SELECTED EXTRACT Block Start

January 1, 1970 (Vol. , No. )
Michael S. Koeris
Bernard Madoff is not a name you want to hear nor bring up in conversation with academic institutions anytime soon; add those institutions to a long list of people who have been wronged and robbed by the man with the plan.
Another unsung victim is biomedical research. Why, you might ask and rightly so. A lot of foundations that have been supporting biomedical research, such as the Picower foundation, have essentially lost their underlying funding, with the losses being too heavy to carry on the day to day work. The Picower Institute for Learning and Memory at MIT, which was funded by the Picowers in 2002 with a $50 million grant, is now scaling back projects that depended on that money.
Mel Berman, a prominent NYC philanthropy CEO, says, Long-term, it’s billions of dollars of funding that won’t get made, because the endowments of so many foundations have dried up. In fact, many individuals who were generous donors lost significant sums with Madoff, such as those who funded buildings at hospitals, long-term programs at charities, and high-risk research.
For example, Jerome Fisher, the founder of the Nine West shoe-store chain, lost millions in the Madoff scam. He and his wife, Anne, pledged $50 million to the University of Pennsylvania last June for a new biomedical research center aimed at converting laboratory discoveries into medical therapies.

SELECTED EXTRACT Block End
DATA UNDER STUDY Block Start

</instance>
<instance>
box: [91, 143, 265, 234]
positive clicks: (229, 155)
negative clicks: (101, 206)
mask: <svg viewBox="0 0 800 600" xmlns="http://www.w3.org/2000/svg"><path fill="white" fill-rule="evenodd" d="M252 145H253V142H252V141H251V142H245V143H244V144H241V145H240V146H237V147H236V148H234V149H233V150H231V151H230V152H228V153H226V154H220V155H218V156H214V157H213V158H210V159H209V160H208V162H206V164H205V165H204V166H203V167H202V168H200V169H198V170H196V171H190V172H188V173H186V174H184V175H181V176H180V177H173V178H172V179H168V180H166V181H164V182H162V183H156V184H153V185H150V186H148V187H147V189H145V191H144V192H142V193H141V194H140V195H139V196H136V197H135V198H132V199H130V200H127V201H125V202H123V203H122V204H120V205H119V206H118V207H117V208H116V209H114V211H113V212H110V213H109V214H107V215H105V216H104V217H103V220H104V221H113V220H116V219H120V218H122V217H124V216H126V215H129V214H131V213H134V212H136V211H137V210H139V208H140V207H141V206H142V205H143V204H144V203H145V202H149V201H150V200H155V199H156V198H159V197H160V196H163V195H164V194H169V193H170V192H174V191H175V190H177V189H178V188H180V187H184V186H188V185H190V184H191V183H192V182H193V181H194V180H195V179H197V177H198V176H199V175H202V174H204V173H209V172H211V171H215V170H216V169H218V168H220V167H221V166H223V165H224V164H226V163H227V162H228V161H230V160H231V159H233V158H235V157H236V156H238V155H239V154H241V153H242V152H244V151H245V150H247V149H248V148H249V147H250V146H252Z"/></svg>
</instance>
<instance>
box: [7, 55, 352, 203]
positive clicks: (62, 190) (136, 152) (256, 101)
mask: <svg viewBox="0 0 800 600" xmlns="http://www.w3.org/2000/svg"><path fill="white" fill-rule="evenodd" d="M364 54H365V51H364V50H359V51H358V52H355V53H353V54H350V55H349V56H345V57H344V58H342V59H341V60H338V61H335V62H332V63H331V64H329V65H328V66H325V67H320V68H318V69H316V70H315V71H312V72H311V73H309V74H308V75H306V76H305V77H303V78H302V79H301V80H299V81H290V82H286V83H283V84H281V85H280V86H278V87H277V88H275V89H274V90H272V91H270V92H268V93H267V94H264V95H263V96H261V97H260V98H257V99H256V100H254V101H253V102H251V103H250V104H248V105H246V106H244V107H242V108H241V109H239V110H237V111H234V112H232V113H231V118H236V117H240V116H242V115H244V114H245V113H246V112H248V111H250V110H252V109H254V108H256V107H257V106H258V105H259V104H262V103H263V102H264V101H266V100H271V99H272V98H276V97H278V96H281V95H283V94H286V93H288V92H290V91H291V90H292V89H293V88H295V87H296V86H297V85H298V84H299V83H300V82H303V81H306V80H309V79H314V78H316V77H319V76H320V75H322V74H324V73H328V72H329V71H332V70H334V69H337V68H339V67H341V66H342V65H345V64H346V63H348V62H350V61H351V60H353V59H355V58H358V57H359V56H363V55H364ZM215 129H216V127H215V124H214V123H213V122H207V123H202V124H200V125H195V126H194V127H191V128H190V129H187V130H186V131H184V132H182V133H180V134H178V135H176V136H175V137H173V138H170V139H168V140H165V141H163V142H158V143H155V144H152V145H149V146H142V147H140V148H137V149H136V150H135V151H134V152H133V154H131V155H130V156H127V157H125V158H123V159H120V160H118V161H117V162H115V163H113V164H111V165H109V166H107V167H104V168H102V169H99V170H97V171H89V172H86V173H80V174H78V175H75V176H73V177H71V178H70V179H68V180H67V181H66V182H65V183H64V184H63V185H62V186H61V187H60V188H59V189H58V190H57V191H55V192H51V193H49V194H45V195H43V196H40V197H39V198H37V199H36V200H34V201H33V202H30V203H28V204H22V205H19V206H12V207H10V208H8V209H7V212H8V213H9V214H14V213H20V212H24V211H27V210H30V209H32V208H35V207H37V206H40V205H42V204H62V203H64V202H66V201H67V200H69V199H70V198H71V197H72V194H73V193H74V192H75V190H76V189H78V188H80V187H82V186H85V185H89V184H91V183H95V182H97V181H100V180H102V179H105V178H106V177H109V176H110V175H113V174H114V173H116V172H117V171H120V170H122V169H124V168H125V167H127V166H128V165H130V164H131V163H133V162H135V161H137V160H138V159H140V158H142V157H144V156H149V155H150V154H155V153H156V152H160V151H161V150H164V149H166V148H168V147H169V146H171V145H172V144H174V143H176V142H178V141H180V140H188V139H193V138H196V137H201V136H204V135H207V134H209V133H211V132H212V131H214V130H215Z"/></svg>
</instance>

DATA UNDER STUDY Block End

▶ _STUDY QUESTIONS_
[1] In the article about Madoff and biomedical research funding, who founded the Nine West shoe-store chain?
[2] Put this sentence from the article about Madoff and biomedical research funding into Spanish: "The Picower Institute for Learning and Memory at MIT, which was funded by the Picowers in 2002 with a $50 million grant, is now scaling back projects that depended on that money."
[3] Carry on the article about Madoff and biomedical research funding from its last sentence.

▶ _RESULTS FOR THE EXERCISE_
[1] Jerome Fisher

[2] El Instituto Picower para el Aprendizaje y la Memoria del MIT, que los Picower financiaron en 2002 con una subvención de 50 millones de dólares, está reduciendo ahora los proyectos que dependían de ese dinero.

[3]
Another magnate, Mort Zuckerman, chairman of Boston Properties and publisher of The Daily News, pledged $100 million to New York’s Memorial Sloan-Kettering Cancer Center in 2006. The donor says his charitable trust, which had some of its money in a fund that invested with Madoff, lost $30 million, or 10% of its total value.
For healthcare causes, one of the more worrisome casualties of the Madoff scam is the Picower Foundation. Its investment portfolio had a market value of about $950 million, according to 2007 tax returns. That year it gave millions to health-related causes.
Why is all this important you might ask, since the NIH has more than 10 times that endowment available as pure funds? The answer is startling and stark—much of this money supported the type of basic, high-risk research not typically funded by the NIH, which chooses research projects that have already shown promising results, scientists say.
The Picower Foundation, on the other hand, valued novelty, approach, and potential impact, according to their website. In December, researchers received an email from Mrs. Picower explaining that the foundation was ceasing its grant-making.